### What this task involves
Write the next part of the article on Microsoft's FY24 Q2 cloud revenues, starting right after its final paragraph.

### Extract to read
Microsoft Cloud Revenues Powered by Office 365

Office 365 Reaches 400 Million Paid Seats

Microsoft reported revenue of $62 billion and operating income of $27 billion for the second quarter of their FY24 fiscal year. Emphasizing the importance of cloud computing to Microsoft, almost 55% of their revenue ($33.7 billion) came from the “Microsoft Cloud,” an amorphous term for a collection of cloud products including Office 365, Azure, LinkedIn, and Dynamics 365.

Microsoft FY24 Q2 Results.

Office 365 reaches 400 million
Figure 1: Microsoft FY24 Q2 Results

A year ago, the number was $25.7 billion. Growing quarterly revenue by $8 billion in a year is pretty special. The annualized run rate for the Microsoft Cloud is now $134.8 billion.

Copilot Optimism

Microsoft didn’t comment about any impact on Microsoft Cloud revenues generated by the Copilot products they have released to date. They said that 10,000 organizations use Copilot Studio to create add-ons for Copilot for Microsoft 365 and that Copilot for Microsoft 365 had “faster adoption than either our E3 or E5 suites.” However, they didn’t give any comparative data to prove the point. Anyway, it’s impossible to compare the adoption rate for a product introduced to an installed base of 400 million users against a new product like Office 365 E3 that had to cope with the initial inertia of moving from on-premises systems to the cloud.

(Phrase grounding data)
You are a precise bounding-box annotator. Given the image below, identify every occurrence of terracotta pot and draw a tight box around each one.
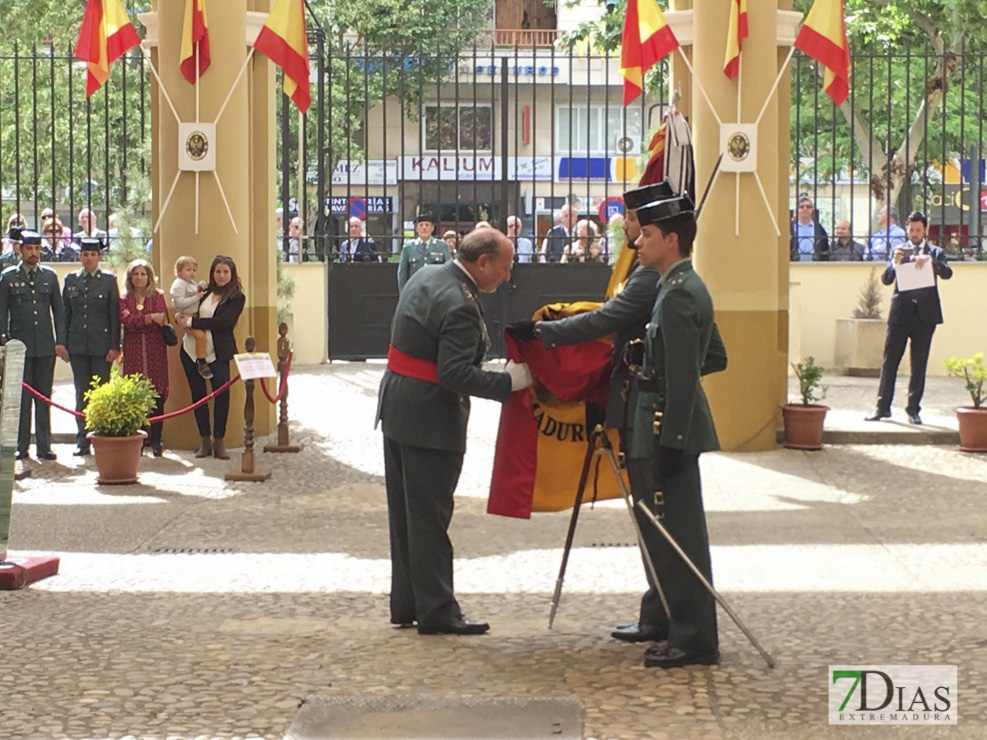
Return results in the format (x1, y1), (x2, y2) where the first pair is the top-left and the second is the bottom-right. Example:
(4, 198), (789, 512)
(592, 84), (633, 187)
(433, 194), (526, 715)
(781, 403), (829, 450)
(86, 431), (147, 485)
(956, 406), (987, 452)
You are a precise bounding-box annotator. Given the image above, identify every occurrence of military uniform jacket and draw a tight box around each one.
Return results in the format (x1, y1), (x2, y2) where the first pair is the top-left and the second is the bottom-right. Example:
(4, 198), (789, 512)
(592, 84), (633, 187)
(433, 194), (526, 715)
(0, 264), (65, 357)
(62, 268), (120, 357)
(398, 236), (452, 290)
(377, 262), (511, 452)
(881, 242), (953, 326)
(538, 265), (726, 427)
(630, 260), (726, 457)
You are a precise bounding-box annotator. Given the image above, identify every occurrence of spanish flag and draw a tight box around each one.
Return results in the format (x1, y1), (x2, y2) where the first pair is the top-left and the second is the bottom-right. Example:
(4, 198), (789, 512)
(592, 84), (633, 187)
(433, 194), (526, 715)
(181, 0), (209, 85)
(795, 0), (850, 105)
(619, 0), (679, 105)
(75, 0), (140, 98)
(723, 0), (747, 80)
(254, 0), (312, 113)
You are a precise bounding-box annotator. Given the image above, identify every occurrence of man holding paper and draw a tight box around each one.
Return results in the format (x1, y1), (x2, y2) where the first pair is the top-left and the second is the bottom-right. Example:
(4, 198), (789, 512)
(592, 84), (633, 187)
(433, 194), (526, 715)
(866, 211), (953, 424)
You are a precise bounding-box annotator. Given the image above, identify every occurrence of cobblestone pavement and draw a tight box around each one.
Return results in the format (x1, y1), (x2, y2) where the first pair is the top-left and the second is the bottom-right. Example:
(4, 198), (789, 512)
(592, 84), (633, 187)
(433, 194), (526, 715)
(0, 363), (987, 740)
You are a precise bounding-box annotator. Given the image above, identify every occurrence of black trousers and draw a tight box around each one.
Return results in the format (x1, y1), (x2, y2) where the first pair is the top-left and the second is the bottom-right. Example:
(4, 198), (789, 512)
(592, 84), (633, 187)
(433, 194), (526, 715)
(69, 354), (110, 448)
(877, 321), (936, 414)
(17, 355), (55, 454)
(627, 455), (719, 652)
(384, 436), (463, 627)
(178, 347), (230, 442)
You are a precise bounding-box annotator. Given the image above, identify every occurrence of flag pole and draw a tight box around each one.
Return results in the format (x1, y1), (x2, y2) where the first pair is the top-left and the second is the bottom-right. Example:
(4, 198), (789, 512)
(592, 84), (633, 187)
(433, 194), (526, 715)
(754, 45), (795, 126)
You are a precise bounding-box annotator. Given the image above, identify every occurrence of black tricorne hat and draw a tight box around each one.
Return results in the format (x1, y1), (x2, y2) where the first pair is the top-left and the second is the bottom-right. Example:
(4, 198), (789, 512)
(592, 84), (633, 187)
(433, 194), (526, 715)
(624, 180), (675, 208)
(637, 194), (696, 226)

### Exercise answer
We heard once again that “Copilot for Microsoft 365 users were 29% faster in a series of tasks like searching, writing, and summarizing.” What Microsoft didn’t say is that your mileage will vary depending on the quality of the user interaction and the data available in your tenant. Interestingly, Satya Nadella spoke about his own experience of Copilot and the value he gains from summarization of Teams meetings email, and documents. He said that summarization “has become a big deal.” I agree. I think summarization is a way people can get immediate value from AI that’s just harder to achieve with generated text.

My recommendation is to ignore the ongoing hype around Copilot for Microsoft 365 and focus on a hard-nosed assessment of what the technology can and cannot do in your environment.

Office 365 News

Microsoft said that Office 365 commercial seats grew 9% year over year, “driven by small and medium business and frontline worker offerings.” Satya Nadella said that the growth put the number of paid Office 365 seats at “over 400 million”. It seems like they have been at or around this number for the last few quarters. In April 2023, Microsoft reported 382 million Office 365 paid seats. For years, Office 365 has grown at around 2.5 million seats per month. Adding 22.5 million to the 382 gives 404.5 million. Microsoft didn’t give a figure for the number of active Office 365 users, so it’s hard to do an apples-to-apples comparison against the data available for years before FY22. Even so, the interesting thing is that Office 365 active users continue to grow at a reasonable rate.

  • April 2017: 100 million.
  • October 2019: 200 million.
  • December 2021: 300 million.
  • January 2024: 400 million.

CFO Amy Hood continued to emphasize the increased expansion of average revenue per user (ARPU), meaning that Microsoft extracts more money per user. They do this by selling add-ons like Teams Premium and convincing customers to upgrade licenses to more expensive packages such as Microsoft 365 E5. In an answer to an analyst question, she also said that the new seats being added come from small to medium organizations and so are “lower RPU seats.” However, they are new seats, and the opportunity exists to sell upgrades to those seats, including Copilot (either the new Copilot Pro for individual users or Copilot for Microsoft 365).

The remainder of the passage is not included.